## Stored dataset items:
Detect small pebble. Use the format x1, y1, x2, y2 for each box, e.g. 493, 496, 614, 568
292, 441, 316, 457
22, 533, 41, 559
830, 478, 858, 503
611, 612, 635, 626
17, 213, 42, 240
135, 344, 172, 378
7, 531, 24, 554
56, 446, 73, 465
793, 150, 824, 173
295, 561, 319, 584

## DIRECTIVE:
Count the lines in the stored dataset items that contain the word "pebble", and give only the number.

## RESPONSE TO THIS EXERCISE:
1